BEGIN Provided passage

Reputation: 73
I'm looking for nice pythonic way of filtering one list by another stop-list, but I want to match substrings from second list in first.
To be specific: I have list1 of URLs and list2 like:
['microsoft.com', 'ibm.com', 'cnn', '.ru'] etc
First list of URLs is huge (thousands of items), second list is smaller, like 500-1000. But simple match using "in" or sets is not enough, because second list items should be used as substring search. All I could think is two "for" loops, but they don't seem to by pythonic :)
PS Purpose is to remove matched items from first list.
Upvotes: 0
Views: 1434
Reputation: 363717
You can build a single, disjunctive regular expression from the strings to be matched, then use the search
method of the RE object to do the matching. Be sure to re.escape
the strings before pasting them in the RE.
>>> import re
>>> substrings = ['microsoft.com', 'ibm.com', 'cnn', '.ru']
>>> pattern = "(?:%s)" % "|".join(map(re.escape, substrings))
>>> print(pattern)
(?:microsoft\.com|ibm\.com|cnn|\.ru)
>>> pattern = re.compile(pattern)
>>> [x for x in ["www.microsoft.com", "example.com", "foo.ru"]
... if not pattern.search(x)]
['example.com']
Upvotes: 3
Reputation: 3037
Is this what you expected?
one=['microsoft.com', 'ibm.com', 'cnn', '.ru']
two=['.com']
filtered=[o for o in one for t in two if o.find(t)!=-1]
Upvotes: 0

END Provided passage
BEGIN Extracted material

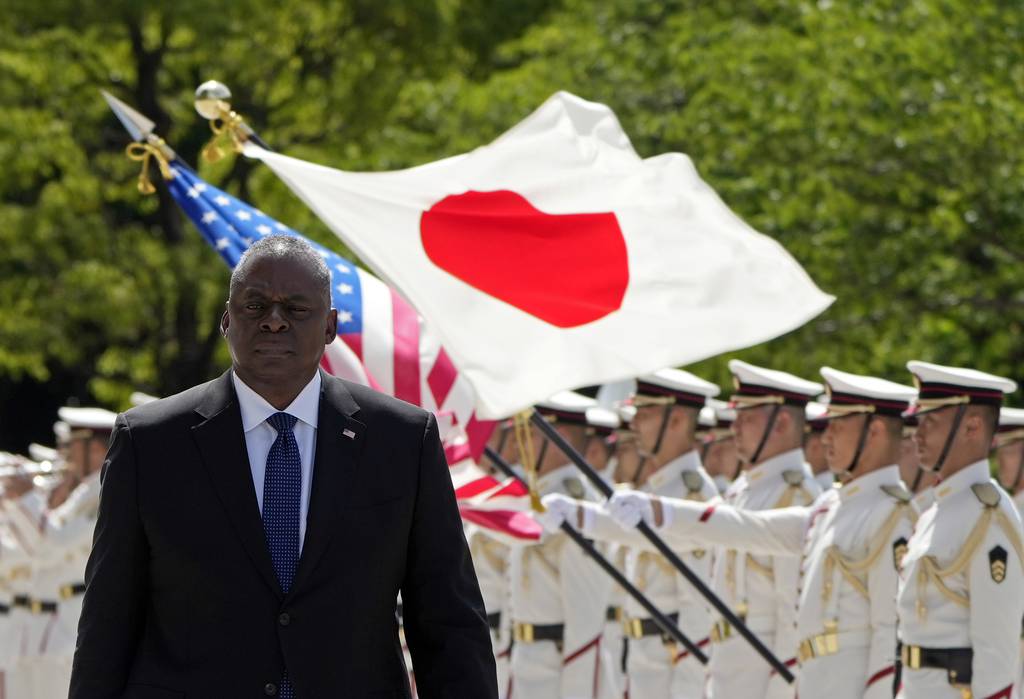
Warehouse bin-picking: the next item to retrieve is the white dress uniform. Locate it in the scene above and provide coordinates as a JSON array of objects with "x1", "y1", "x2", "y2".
[
  {"x1": 583, "y1": 450, "x2": 719, "y2": 699},
  {"x1": 0, "y1": 508, "x2": 34, "y2": 697},
  {"x1": 709, "y1": 448, "x2": 820, "y2": 699},
  {"x1": 898, "y1": 461, "x2": 1024, "y2": 699},
  {"x1": 466, "y1": 525, "x2": 512, "y2": 699},
  {"x1": 32, "y1": 471, "x2": 99, "y2": 697},
  {"x1": 647, "y1": 466, "x2": 915, "y2": 699},
  {"x1": 509, "y1": 464, "x2": 611, "y2": 699},
  {"x1": 3, "y1": 488, "x2": 48, "y2": 699},
  {"x1": 897, "y1": 361, "x2": 1024, "y2": 699},
  {"x1": 610, "y1": 367, "x2": 915, "y2": 699}
]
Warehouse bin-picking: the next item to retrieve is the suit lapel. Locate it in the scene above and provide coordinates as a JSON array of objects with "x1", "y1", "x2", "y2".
[
  {"x1": 291, "y1": 372, "x2": 367, "y2": 595},
  {"x1": 193, "y1": 372, "x2": 282, "y2": 598}
]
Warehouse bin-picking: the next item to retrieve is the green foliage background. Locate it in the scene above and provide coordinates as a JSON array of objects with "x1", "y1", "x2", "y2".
[{"x1": 0, "y1": 0, "x2": 1024, "y2": 449}]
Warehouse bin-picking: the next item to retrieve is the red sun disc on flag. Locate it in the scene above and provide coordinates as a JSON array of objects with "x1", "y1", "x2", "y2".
[{"x1": 420, "y1": 190, "x2": 630, "y2": 327}]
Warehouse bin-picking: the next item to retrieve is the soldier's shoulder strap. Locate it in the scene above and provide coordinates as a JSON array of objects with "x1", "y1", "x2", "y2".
[
  {"x1": 683, "y1": 471, "x2": 703, "y2": 495},
  {"x1": 879, "y1": 483, "x2": 913, "y2": 505},
  {"x1": 971, "y1": 483, "x2": 1002, "y2": 508}
]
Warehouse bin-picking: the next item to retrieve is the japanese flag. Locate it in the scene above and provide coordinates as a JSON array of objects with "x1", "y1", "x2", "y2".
[{"x1": 246, "y1": 92, "x2": 834, "y2": 418}]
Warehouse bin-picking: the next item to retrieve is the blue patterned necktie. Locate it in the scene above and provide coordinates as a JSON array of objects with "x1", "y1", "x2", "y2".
[{"x1": 263, "y1": 412, "x2": 302, "y2": 699}]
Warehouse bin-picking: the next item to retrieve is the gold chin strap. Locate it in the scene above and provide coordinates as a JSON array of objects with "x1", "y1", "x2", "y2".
[
  {"x1": 512, "y1": 410, "x2": 545, "y2": 512},
  {"x1": 125, "y1": 139, "x2": 174, "y2": 194}
]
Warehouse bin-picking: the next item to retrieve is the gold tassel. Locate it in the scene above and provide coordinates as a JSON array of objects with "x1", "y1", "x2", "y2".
[
  {"x1": 512, "y1": 410, "x2": 546, "y2": 512},
  {"x1": 125, "y1": 139, "x2": 174, "y2": 194},
  {"x1": 203, "y1": 111, "x2": 249, "y2": 163}
]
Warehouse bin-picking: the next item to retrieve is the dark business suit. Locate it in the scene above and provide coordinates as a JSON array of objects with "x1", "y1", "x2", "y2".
[{"x1": 71, "y1": 374, "x2": 497, "y2": 699}]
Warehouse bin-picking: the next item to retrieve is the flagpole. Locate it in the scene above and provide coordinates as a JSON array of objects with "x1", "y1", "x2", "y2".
[
  {"x1": 530, "y1": 410, "x2": 794, "y2": 685},
  {"x1": 483, "y1": 446, "x2": 708, "y2": 665}
]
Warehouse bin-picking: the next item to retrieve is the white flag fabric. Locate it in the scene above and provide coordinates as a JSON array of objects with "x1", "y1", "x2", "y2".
[{"x1": 245, "y1": 92, "x2": 834, "y2": 418}]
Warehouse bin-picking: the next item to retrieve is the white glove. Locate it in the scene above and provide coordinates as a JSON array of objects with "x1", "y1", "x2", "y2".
[
  {"x1": 608, "y1": 490, "x2": 654, "y2": 529},
  {"x1": 534, "y1": 492, "x2": 579, "y2": 534}
]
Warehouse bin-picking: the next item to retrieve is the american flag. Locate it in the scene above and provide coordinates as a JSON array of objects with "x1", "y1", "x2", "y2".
[{"x1": 167, "y1": 161, "x2": 539, "y2": 538}]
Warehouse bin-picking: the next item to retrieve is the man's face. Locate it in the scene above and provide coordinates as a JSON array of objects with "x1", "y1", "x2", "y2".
[
  {"x1": 821, "y1": 414, "x2": 869, "y2": 473},
  {"x1": 913, "y1": 405, "x2": 956, "y2": 470},
  {"x1": 899, "y1": 436, "x2": 921, "y2": 487},
  {"x1": 705, "y1": 437, "x2": 736, "y2": 480},
  {"x1": 221, "y1": 257, "x2": 338, "y2": 386},
  {"x1": 804, "y1": 432, "x2": 828, "y2": 474},
  {"x1": 732, "y1": 405, "x2": 772, "y2": 464},
  {"x1": 583, "y1": 435, "x2": 608, "y2": 472},
  {"x1": 612, "y1": 437, "x2": 640, "y2": 483},
  {"x1": 631, "y1": 405, "x2": 665, "y2": 453}
]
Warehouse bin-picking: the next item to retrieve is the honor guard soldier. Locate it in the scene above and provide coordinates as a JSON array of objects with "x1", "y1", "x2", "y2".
[
  {"x1": 700, "y1": 398, "x2": 743, "y2": 495},
  {"x1": 804, "y1": 400, "x2": 836, "y2": 491},
  {"x1": 612, "y1": 359, "x2": 822, "y2": 699},
  {"x1": 581, "y1": 405, "x2": 628, "y2": 699},
  {"x1": 992, "y1": 407, "x2": 1024, "y2": 512},
  {"x1": 897, "y1": 361, "x2": 1024, "y2": 699},
  {"x1": 509, "y1": 392, "x2": 611, "y2": 699},
  {"x1": 545, "y1": 368, "x2": 719, "y2": 699},
  {"x1": 466, "y1": 423, "x2": 516, "y2": 699},
  {"x1": 610, "y1": 367, "x2": 914, "y2": 699},
  {"x1": 25, "y1": 407, "x2": 117, "y2": 697}
]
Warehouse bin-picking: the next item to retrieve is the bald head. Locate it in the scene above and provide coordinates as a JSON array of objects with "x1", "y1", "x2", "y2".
[{"x1": 228, "y1": 234, "x2": 332, "y2": 308}]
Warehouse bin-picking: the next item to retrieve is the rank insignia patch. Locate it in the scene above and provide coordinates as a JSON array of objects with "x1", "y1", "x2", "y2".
[
  {"x1": 893, "y1": 536, "x2": 906, "y2": 570},
  {"x1": 988, "y1": 547, "x2": 1007, "y2": 582}
]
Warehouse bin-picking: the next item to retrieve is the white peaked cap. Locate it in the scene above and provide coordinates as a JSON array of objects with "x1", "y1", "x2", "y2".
[
  {"x1": 697, "y1": 405, "x2": 718, "y2": 429},
  {"x1": 906, "y1": 360, "x2": 1017, "y2": 414},
  {"x1": 537, "y1": 391, "x2": 597, "y2": 425},
  {"x1": 637, "y1": 368, "x2": 721, "y2": 407},
  {"x1": 29, "y1": 442, "x2": 57, "y2": 463},
  {"x1": 128, "y1": 391, "x2": 160, "y2": 407},
  {"x1": 57, "y1": 405, "x2": 118, "y2": 430},
  {"x1": 585, "y1": 405, "x2": 622, "y2": 434},
  {"x1": 821, "y1": 366, "x2": 918, "y2": 418},
  {"x1": 729, "y1": 359, "x2": 824, "y2": 407}
]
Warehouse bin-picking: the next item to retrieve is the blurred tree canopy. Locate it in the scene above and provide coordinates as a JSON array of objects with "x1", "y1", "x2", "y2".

END Extracted material

## Exercise requirements
(a) According to the forum thread, about how many items does the second list hold?
(b) Based on the forum thread, explain why a simple match using "in" or sets does not solve the filtering problem.
(c) List every string that appears in the example stop-list given in the original question of the forum thread.

## In response
(a) Between 500 and 1000 items.

(b) A plain "in" check or set lookup only matches whole items. The items in the second list need to be searched for as substrings within the URLs of the first list.

(c)
- microsoft.com
- ibm.com
- cnn
- .ru